Data entries

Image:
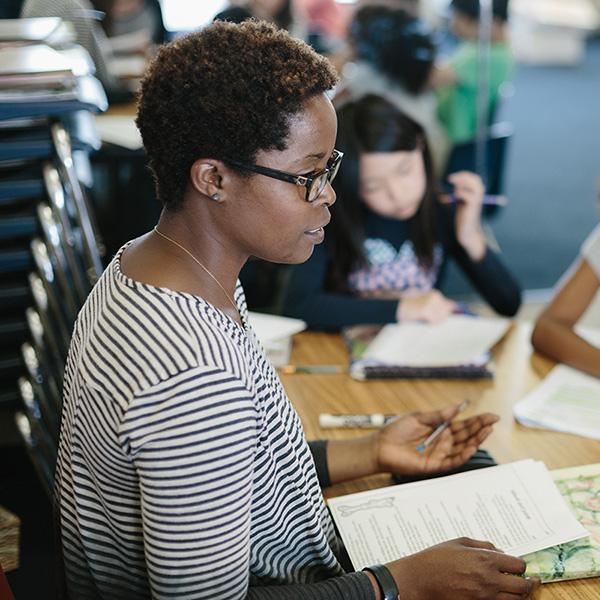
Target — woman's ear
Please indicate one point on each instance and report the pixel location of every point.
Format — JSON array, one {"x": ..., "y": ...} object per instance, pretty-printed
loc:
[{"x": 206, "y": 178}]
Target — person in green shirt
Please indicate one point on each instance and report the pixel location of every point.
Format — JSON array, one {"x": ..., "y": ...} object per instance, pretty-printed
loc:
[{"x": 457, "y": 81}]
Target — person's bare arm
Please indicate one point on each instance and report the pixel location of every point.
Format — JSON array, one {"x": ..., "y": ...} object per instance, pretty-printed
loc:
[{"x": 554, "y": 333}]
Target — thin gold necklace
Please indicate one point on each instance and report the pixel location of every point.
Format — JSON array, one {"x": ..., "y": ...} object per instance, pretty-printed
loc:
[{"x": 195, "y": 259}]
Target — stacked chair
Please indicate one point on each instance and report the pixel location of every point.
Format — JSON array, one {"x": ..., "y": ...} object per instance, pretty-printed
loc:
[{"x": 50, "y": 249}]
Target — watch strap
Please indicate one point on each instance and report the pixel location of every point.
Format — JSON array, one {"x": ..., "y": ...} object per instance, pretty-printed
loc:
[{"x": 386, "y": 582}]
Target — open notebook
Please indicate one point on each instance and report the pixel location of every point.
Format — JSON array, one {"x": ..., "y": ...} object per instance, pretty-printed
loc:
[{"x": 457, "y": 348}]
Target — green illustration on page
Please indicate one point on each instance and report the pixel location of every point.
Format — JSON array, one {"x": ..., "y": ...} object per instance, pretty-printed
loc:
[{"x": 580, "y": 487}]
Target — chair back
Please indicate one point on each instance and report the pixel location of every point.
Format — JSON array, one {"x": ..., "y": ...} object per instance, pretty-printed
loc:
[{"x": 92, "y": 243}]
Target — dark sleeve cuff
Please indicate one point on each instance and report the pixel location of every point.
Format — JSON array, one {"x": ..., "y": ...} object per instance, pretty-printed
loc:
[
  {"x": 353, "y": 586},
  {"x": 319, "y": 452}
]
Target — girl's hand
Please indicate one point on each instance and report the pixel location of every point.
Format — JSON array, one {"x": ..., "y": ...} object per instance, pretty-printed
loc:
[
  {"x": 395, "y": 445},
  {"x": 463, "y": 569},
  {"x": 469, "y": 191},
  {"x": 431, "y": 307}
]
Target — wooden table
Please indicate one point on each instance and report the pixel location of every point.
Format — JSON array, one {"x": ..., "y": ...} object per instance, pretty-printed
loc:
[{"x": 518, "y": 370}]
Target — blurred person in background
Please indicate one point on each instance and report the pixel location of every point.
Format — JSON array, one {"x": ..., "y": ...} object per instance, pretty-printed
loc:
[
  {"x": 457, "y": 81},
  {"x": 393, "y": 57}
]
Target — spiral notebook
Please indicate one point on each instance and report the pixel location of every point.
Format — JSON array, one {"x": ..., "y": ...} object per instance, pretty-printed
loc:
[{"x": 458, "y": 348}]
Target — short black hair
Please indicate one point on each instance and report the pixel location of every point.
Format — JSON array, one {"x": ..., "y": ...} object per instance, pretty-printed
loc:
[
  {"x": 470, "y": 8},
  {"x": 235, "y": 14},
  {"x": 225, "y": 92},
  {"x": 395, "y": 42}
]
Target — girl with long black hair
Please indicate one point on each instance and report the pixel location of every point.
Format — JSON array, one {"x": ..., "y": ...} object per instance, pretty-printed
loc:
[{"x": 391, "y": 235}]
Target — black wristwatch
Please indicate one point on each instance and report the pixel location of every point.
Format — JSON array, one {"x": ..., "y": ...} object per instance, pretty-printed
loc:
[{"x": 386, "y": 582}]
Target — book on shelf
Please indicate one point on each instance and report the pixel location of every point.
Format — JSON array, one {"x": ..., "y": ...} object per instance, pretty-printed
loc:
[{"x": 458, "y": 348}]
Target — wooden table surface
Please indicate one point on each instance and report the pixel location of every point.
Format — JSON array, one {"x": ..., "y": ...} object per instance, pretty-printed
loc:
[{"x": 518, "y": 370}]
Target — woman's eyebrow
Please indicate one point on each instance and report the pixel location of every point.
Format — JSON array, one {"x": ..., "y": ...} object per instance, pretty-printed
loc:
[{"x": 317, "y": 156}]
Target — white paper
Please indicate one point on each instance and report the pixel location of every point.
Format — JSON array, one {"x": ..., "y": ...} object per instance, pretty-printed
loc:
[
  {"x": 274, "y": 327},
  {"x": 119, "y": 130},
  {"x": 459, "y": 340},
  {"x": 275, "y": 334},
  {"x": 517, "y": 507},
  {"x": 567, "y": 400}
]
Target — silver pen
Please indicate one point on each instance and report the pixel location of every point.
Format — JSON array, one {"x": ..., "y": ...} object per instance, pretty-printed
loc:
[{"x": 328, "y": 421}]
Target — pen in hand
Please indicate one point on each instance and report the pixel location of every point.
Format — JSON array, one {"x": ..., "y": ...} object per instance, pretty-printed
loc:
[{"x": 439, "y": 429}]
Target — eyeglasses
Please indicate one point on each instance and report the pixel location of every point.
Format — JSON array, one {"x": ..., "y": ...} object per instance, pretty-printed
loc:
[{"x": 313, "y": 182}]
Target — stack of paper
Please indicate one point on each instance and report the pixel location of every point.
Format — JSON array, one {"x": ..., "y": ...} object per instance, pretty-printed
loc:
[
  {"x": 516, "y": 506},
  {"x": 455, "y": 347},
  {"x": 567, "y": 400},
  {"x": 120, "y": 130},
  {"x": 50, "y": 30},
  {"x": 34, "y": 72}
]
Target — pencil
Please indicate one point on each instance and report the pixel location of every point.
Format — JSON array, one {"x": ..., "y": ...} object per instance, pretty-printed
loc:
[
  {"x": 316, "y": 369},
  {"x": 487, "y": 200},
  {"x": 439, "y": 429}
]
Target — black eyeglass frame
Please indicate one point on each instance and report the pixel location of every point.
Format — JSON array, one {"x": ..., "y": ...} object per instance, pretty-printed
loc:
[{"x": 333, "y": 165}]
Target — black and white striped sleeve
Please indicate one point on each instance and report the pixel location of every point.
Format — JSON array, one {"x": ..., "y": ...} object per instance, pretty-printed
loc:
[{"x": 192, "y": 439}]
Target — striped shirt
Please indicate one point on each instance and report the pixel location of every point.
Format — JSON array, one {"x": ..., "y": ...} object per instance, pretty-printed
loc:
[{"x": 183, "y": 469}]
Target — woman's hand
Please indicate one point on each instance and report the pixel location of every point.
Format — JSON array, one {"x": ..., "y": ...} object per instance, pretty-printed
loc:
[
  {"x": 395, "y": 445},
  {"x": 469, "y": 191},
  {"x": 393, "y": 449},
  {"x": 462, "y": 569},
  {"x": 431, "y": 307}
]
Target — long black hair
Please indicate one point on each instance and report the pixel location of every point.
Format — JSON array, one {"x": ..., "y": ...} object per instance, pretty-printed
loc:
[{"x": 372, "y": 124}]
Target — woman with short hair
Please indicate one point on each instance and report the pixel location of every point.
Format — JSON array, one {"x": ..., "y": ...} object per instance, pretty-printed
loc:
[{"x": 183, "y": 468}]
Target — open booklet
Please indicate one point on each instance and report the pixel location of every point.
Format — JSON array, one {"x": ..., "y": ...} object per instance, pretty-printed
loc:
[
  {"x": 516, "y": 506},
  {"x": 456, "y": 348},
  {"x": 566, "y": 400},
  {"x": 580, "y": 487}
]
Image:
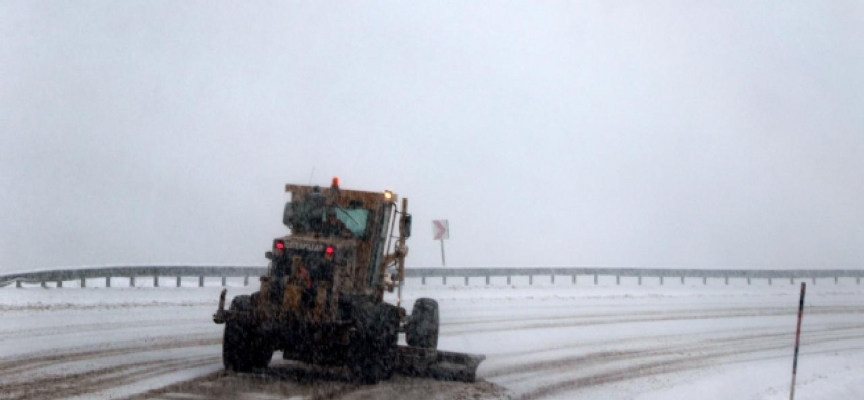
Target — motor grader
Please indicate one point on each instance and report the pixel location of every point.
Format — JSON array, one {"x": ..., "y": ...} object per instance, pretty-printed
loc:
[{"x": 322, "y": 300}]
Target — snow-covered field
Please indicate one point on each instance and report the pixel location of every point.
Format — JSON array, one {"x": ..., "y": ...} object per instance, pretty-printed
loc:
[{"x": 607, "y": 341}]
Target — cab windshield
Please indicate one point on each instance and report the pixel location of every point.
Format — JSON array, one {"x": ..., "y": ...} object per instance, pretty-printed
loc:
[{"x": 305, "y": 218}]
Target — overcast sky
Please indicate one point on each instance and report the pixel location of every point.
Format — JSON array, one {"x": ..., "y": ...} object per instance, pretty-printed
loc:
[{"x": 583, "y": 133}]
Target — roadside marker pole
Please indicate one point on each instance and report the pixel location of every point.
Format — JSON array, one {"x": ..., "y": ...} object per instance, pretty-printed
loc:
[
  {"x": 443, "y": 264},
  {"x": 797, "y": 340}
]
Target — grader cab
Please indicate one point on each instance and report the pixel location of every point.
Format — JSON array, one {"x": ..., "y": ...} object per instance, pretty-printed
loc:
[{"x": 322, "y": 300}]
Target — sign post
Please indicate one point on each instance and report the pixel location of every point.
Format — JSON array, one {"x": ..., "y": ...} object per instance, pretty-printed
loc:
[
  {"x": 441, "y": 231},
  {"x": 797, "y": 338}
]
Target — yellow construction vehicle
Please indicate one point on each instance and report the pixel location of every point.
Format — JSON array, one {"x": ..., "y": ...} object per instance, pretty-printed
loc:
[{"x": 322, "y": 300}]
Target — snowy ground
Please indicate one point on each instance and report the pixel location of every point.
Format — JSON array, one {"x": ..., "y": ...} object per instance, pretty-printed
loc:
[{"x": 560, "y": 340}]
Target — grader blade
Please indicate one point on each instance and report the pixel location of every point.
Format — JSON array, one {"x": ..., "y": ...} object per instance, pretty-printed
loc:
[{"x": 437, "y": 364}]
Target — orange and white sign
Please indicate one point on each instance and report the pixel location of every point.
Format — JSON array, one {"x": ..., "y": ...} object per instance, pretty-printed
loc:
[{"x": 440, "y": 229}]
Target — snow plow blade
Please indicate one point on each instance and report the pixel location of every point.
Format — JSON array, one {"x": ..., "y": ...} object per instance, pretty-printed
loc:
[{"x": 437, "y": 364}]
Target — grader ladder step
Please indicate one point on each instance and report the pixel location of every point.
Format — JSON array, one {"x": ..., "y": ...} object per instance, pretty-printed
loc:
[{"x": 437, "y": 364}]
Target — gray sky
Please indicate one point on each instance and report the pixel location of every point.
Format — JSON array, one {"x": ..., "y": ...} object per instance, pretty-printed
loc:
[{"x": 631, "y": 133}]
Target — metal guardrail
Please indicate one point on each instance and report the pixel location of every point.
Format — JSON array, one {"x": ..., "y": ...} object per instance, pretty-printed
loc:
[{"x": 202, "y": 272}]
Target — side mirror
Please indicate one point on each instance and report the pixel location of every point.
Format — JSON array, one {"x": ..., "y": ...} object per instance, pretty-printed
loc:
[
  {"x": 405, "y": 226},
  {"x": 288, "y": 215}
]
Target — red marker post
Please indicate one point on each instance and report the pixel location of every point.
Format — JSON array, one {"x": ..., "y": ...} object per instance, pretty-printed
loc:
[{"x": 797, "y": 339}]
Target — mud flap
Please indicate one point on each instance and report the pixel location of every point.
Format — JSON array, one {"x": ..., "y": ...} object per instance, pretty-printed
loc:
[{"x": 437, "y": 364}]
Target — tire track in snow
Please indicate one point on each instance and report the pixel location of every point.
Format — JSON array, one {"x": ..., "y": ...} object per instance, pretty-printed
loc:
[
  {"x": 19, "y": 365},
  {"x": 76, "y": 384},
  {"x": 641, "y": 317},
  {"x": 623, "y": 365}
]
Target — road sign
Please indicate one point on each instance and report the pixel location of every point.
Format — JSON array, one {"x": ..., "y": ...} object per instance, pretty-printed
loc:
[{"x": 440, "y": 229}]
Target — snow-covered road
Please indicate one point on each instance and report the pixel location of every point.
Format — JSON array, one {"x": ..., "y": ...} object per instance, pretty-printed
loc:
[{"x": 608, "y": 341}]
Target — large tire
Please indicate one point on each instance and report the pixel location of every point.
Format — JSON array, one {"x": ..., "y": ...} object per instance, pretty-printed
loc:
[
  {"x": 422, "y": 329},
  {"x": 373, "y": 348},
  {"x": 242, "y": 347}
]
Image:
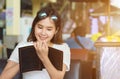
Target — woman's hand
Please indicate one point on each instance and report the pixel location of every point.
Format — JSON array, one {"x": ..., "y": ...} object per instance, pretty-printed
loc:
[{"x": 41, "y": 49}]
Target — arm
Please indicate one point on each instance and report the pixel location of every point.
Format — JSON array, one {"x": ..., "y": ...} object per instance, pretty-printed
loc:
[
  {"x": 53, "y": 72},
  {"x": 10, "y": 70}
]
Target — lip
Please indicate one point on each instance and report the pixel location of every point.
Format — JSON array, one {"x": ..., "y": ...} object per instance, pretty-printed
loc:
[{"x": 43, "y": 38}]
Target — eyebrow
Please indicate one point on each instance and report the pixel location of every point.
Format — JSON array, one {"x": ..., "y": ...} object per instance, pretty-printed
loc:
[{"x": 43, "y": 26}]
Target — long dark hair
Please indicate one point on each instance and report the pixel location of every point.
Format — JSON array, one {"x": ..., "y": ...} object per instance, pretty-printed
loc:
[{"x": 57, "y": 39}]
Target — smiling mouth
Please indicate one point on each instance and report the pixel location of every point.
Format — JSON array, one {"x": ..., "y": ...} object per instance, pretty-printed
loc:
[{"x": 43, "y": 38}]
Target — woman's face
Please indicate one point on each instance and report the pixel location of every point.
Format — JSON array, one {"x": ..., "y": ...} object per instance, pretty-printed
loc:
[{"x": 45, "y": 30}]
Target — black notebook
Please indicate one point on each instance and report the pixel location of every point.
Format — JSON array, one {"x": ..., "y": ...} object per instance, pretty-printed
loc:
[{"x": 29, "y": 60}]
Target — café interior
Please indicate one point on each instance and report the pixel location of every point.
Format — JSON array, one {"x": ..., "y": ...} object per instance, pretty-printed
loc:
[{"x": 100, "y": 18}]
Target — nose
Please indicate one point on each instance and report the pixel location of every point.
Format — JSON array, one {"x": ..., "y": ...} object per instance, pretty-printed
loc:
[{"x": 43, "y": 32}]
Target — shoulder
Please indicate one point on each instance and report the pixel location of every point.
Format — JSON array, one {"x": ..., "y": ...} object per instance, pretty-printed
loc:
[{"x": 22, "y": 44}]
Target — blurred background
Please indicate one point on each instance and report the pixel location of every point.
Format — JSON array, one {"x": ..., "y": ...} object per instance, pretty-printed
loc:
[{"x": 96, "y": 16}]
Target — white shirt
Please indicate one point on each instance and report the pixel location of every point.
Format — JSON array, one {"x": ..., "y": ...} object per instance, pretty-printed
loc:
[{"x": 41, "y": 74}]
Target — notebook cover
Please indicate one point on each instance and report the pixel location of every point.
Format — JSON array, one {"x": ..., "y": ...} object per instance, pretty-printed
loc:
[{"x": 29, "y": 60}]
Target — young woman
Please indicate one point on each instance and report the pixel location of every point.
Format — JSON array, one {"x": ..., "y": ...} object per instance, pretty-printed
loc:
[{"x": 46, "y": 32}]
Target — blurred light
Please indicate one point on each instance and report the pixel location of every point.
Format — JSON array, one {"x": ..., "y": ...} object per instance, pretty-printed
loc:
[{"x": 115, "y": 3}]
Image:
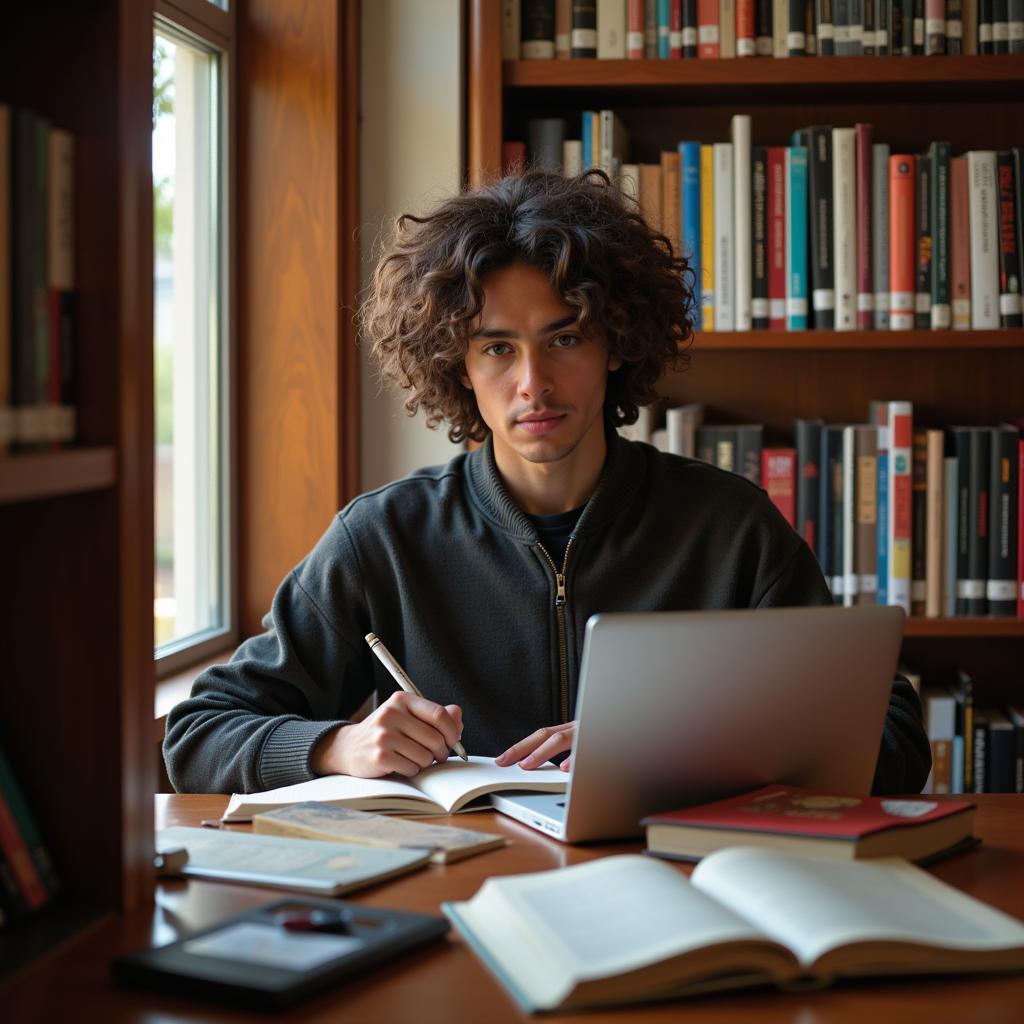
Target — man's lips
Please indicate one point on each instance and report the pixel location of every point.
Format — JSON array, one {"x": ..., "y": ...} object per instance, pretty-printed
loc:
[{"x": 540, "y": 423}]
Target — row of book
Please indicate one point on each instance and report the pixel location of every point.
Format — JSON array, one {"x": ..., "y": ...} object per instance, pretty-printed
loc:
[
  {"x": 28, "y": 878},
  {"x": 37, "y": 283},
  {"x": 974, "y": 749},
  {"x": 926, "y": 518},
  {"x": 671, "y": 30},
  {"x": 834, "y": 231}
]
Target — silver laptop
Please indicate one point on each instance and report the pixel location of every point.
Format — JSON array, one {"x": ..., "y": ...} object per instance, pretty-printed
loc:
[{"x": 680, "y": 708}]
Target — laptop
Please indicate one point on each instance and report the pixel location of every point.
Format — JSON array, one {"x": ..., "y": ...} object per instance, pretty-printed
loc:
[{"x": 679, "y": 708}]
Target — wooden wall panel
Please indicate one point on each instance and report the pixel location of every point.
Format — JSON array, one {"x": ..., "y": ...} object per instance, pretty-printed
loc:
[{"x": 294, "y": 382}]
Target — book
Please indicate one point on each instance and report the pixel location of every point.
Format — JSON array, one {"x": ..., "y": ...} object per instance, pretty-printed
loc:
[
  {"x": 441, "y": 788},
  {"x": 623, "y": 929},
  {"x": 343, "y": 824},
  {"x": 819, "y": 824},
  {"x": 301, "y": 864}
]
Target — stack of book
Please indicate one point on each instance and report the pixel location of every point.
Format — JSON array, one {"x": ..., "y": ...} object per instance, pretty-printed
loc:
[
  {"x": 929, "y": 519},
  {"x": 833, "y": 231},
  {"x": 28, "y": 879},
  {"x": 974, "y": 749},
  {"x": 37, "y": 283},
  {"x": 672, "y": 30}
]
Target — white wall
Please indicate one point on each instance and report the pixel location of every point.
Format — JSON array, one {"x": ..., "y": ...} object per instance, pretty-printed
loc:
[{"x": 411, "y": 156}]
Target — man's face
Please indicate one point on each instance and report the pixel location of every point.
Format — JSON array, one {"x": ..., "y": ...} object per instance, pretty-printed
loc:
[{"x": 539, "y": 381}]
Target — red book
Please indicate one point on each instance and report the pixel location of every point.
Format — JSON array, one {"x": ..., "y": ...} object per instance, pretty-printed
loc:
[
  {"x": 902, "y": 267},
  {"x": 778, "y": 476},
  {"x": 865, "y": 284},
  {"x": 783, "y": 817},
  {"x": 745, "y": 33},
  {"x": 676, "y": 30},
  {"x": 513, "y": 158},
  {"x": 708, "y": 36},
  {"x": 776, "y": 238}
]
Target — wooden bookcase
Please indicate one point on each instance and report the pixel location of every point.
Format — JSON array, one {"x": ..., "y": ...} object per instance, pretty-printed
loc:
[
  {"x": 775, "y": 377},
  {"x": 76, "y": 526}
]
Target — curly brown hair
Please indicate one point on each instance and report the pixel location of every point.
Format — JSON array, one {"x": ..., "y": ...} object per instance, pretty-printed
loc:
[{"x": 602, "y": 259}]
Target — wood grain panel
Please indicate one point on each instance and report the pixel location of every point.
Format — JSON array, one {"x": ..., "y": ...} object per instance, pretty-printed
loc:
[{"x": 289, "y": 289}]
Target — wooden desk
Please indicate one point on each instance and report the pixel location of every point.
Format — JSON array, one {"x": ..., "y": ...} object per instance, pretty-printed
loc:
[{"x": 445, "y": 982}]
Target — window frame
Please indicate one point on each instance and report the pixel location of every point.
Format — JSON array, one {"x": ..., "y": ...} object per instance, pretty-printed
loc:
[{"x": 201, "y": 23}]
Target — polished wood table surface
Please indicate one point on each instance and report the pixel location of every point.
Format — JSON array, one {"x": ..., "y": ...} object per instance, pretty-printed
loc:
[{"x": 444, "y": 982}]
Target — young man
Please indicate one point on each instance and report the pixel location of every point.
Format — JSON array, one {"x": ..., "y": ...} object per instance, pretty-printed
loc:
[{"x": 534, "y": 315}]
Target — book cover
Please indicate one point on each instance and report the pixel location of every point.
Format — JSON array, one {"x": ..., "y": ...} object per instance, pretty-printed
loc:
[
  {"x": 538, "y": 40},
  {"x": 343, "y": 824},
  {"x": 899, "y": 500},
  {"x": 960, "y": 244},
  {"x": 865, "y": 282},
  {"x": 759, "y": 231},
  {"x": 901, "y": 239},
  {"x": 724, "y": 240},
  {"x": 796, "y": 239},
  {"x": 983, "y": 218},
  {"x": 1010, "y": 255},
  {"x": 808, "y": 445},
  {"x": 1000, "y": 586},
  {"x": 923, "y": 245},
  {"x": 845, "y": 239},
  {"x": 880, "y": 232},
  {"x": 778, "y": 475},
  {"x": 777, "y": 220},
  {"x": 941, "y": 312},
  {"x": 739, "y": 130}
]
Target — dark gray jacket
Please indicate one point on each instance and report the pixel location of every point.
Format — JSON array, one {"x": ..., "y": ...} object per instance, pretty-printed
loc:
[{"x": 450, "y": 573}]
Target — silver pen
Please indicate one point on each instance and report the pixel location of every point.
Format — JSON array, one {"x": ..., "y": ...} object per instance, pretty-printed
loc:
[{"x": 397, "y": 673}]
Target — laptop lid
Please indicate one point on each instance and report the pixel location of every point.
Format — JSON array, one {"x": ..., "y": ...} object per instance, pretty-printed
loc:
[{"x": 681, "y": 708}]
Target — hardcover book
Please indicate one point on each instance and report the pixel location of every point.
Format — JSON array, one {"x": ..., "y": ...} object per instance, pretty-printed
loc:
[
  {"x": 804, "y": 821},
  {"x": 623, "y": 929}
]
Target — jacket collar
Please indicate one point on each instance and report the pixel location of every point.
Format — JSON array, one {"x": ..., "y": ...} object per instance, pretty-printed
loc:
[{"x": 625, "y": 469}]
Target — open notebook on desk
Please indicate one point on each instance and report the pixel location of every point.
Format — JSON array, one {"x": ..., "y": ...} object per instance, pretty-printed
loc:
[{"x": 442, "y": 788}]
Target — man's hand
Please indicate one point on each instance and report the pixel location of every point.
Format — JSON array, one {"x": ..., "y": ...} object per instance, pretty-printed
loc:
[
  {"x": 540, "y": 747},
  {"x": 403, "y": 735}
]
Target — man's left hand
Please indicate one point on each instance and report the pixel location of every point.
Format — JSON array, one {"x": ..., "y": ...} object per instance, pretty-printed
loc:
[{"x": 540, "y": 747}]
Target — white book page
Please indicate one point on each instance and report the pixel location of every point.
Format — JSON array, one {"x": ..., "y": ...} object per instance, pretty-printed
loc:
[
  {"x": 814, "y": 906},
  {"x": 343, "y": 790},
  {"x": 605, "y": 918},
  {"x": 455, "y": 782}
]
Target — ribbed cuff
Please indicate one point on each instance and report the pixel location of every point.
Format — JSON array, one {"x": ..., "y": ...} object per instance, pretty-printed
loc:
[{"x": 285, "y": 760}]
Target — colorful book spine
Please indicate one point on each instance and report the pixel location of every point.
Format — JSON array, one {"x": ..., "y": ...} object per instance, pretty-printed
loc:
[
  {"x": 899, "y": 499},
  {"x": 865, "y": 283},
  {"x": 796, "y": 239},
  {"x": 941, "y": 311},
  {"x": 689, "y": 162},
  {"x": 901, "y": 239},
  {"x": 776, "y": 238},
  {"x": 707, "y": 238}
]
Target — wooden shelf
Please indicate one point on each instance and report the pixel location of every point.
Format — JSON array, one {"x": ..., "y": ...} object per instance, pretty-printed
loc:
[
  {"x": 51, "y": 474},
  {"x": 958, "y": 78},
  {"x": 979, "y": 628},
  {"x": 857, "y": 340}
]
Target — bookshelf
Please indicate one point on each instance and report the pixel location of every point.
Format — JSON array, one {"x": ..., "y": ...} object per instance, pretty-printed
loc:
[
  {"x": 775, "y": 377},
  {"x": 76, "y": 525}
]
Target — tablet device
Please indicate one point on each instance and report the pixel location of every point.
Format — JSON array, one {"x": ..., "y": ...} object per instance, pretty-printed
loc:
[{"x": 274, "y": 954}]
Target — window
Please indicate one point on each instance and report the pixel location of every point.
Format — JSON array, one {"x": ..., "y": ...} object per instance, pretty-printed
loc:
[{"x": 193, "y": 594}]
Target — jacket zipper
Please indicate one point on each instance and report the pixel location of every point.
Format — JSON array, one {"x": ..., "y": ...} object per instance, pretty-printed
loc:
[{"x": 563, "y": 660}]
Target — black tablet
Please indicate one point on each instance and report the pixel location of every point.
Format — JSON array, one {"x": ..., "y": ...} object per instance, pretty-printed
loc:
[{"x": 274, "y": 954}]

_Aim of the task_: Quote the lines of the listing above that run from the line with "Target — jacket zipper" through its last line, both included, and nothing else.

_Exercise solution_:
Target — jacket zipper
Please indicate one point on each instance and report the pixel location of every point.
Format — JSON array, one {"x": ..., "y": ...} object per instance, pretty-printed
loc:
[{"x": 563, "y": 660}]
Target — black tablet
Please indicate one point on each instance and report the pixel location of every point.
Format — JSON array, one {"x": ..., "y": ...} object per instance, pretty-printed
loc:
[{"x": 274, "y": 954}]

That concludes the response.